→ Dataset excerpts:
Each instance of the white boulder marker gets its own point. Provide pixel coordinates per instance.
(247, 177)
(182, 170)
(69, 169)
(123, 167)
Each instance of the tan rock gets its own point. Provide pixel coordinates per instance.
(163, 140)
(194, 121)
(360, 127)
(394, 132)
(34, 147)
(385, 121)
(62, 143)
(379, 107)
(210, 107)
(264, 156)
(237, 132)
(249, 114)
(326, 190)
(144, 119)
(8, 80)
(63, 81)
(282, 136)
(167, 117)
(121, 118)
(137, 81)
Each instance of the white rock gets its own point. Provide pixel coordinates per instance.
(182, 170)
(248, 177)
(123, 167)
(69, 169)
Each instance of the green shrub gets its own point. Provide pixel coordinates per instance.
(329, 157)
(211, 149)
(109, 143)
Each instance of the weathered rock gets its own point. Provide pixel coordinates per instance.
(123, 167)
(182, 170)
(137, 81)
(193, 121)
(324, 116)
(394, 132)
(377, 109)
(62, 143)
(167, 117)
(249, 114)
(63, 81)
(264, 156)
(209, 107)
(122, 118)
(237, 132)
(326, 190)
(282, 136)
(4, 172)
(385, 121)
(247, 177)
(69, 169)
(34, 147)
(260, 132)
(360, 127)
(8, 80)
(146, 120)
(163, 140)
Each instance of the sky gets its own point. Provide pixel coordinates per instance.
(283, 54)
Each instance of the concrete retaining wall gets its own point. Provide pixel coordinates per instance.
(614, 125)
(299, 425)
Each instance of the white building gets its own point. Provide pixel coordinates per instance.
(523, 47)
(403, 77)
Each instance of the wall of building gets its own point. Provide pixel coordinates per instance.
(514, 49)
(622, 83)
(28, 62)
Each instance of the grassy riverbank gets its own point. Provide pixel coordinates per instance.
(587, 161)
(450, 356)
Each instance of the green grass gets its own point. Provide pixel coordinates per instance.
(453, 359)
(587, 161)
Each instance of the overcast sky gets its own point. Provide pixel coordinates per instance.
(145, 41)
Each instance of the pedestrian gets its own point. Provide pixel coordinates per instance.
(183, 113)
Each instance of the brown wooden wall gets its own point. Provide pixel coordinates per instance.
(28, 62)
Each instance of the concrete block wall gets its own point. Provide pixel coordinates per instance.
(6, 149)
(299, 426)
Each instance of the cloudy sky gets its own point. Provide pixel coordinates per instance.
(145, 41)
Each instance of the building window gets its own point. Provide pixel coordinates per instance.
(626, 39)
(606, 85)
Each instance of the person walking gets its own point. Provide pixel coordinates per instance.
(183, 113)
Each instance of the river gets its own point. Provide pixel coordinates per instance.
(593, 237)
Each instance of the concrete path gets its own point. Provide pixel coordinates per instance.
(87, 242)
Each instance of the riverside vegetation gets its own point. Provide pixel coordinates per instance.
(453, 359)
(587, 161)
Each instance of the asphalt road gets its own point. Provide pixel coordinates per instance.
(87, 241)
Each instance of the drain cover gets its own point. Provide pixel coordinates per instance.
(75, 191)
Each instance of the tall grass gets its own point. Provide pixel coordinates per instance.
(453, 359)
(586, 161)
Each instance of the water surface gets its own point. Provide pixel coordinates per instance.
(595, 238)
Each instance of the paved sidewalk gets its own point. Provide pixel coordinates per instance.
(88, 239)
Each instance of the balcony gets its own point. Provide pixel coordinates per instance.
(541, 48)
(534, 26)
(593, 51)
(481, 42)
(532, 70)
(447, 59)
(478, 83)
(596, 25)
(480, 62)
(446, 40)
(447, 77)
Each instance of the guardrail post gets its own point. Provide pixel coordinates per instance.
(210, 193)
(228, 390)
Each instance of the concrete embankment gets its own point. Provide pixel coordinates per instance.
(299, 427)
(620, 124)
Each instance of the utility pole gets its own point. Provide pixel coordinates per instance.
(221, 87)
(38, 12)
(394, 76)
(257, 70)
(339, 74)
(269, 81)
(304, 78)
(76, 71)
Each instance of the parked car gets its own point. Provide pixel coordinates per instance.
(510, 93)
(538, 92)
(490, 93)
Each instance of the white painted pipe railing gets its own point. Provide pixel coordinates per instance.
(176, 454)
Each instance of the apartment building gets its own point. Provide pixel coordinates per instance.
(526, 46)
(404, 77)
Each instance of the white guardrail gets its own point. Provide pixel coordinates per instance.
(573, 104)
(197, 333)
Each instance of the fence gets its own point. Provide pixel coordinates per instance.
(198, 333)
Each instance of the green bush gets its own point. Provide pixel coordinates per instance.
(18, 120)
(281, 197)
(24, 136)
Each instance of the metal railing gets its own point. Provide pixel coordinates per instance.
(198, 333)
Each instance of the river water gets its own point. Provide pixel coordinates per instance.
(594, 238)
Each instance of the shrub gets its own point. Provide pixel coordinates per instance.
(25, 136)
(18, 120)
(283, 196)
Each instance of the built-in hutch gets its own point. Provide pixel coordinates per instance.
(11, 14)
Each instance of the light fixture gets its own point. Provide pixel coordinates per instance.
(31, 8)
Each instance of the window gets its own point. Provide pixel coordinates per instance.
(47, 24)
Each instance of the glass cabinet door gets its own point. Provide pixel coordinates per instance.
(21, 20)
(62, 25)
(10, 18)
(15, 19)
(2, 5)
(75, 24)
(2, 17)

→ What to produce: A complete, exact transcription of the data above is required.

→ Answer box:
Each instance of the white boulder marker gets its own point. Provide pixel coordinates per instance.
(247, 177)
(182, 170)
(69, 169)
(123, 167)
Each instance of the tan rock gets its own point. Provide pixel coordinates per instance.
(163, 140)
(194, 121)
(360, 127)
(394, 132)
(34, 147)
(385, 121)
(62, 143)
(379, 107)
(210, 107)
(264, 156)
(237, 132)
(249, 114)
(326, 190)
(144, 119)
(8, 80)
(63, 81)
(282, 136)
(167, 117)
(121, 118)
(137, 81)
Each instance of the white rock gets its own point. Provide pixel coordinates per instance.
(182, 170)
(248, 177)
(123, 167)
(69, 169)
Each instance of the green shrub gets its own point. Provide pixel coordinates per instance.
(329, 157)
(211, 149)
(109, 143)
Each instance of the weathered rock gets its own point. Provide pixel coordinates per instance.
(123, 167)
(182, 170)
(137, 81)
(193, 121)
(324, 116)
(394, 132)
(377, 109)
(62, 143)
(167, 117)
(249, 114)
(63, 81)
(264, 156)
(209, 107)
(122, 118)
(237, 132)
(326, 190)
(282, 136)
(4, 172)
(385, 121)
(247, 177)
(69, 169)
(34, 147)
(260, 132)
(360, 127)
(8, 80)
(146, 120)
(163, 140)
Each instance of the sky gets its own point. Provide pixel coordinates per instance.
(283, 54)
Each instance of the concrete retaining wall gets its own point. Provide pixel coordinates per instance.
(614, 125)
(299, 425)
Each instance of the white building gets its own point. Provide pixel coordinates per instance.
(523, 47)
(403, 77)
Each instance of the wall of building gets its own point. Provide pixel coordinates per instance.
(514, 49)
(622, 83)
(28, 62)
Each instance of the grassy riverbank gets its own point. Provide pixel coordinates per instance.
(587, 161)
(450, 356)
Each instance of the green grass gets its own point. Provide pixel coordinates per instance.
(453, 359)
(587, 161)
Each instance of the overcast sky gets its own point. Provide pixel coordinates per instance.
(145, 41)
Each instance of the pedestrian gets its own point. Provide pixel coordinates per instance.
(183, 113)
Each instance of the brown wooden wall gets its own point. Provide pixel coordinates per instance.
(28, 62)
Each instance of the concrete block wall gets its own point. Provide pixel coordinates per instance.
(6, 149)
(299, 426)
Each instance of the cloudy sky gets its own point. Provide pixel coordinates per instance.
(145, 41)
Each instance of the building window gets its own point. Provide pixel coordinates per instance.
(626, 39)
(606, 85)
Each instance of the person walking gets its own point. Provide pixel coordinates per instance.
(183, 113)
Each instance of the river gets its own point. Provide pixel coordinates per instance.
(593, 237)
Each instance of the concrete path gets its own point. Provide pixel coordinates per instance.
(87, 242)
Each instance of the riverside vegetation gets its own point. Provide pixel coordinates per instance.
(453, 359)
(587, 161)
Each instance of the asphalt road gets its own point. Provide pixel coordinates per instance.
(87, 241)
Each instance of the drain cover gets its own point. Provide pixel coordinates per instance.
(75, 191)
Each instance of the tall grass gets its own point. Provide pixel coordinates per instance.
(453, 359)
(586, 161)
Each instance of the water surface gets its own point. Provide pixel coordinates per instance.
(595, 238)
Each instance of the paved sidewalk gets its own point. Provide pixel coordinates per instance.
(88, 239)
Each instance of the balcony gets its own point. Provide pixel coordinates per instance.
(541, 48)
(534, 26)
(593, 51)
(481, 42)
(532, 70)
(447, 59)
(478, 83)
(596, 25)
(480, 62)
(446, 40)
(447, 77)
Each instance of the guardrail post gets its own point. Provide pixel coordinates per instance.
(210, 193)
(228, 390)
Each instance of the concrete embankment gets its own point. Provide pixel coordinates per instance.
(299, 427)
(620, 124)
Each instance of the utility pole gets its own point. Provide pixel coordinates per instance.
(221, 87)
(38, 12)
(394, 76)
(257, 70)
(339, 74)
(269, 81)
(304, 78)
(76, 71)
Each instance of the parked car gets its own point. Provide pixel coordinates per instance.
(510, 93)
(538, 92)
(490, 93)
Each instance of the white painted pipe railing gets its own point. Provide pixel coordinates per instance.
(176, 454)
Each instance of the apartment building gets its own point. Provide pixel coordinates per instance.
(526, 46)
(404, 77)
Each instance of the white guardrail gets its own point. Provide pixel coordinates per instance.
(573, 104)
(197, 333)
Each instance of the fence gets its own point. Provide pixel coordinates per instance.
(198, 333)
Each instance of the green bush gets its own point. Provide pixel coordinates per instance.
(18, 120)
(281, 197)
(24, 136)
Each instance of the metal railing gets its own point. Provide pixel coordinates per instance.
(198, 333)
Each instance of the river water gets its own point. Provide pixel coordinates per instance.
(594, 238)
Each instance of the shrub gets its own point. Provide pixel coordinates per instance.
(25, 136)
(18, 120)
(283, 196)
Each instance of the built-in hutch gets its own point. Provide pixel coordinates per instance.
(11, 14)
Each instance of the light fixture gets its own point. Provide pixel coordinates per instance.
(31, 8)
Each instance of the window gets its own point. Provide pixel coordinates per instance.
(47, 24)
Each instance of the glass cabinet door gets its own point. Provide pixel coordinates per instance.
(21, 20)
(62, 25)
(10, 18)
(15, 19)
(2, 5)
(75, 24)
(2, 17)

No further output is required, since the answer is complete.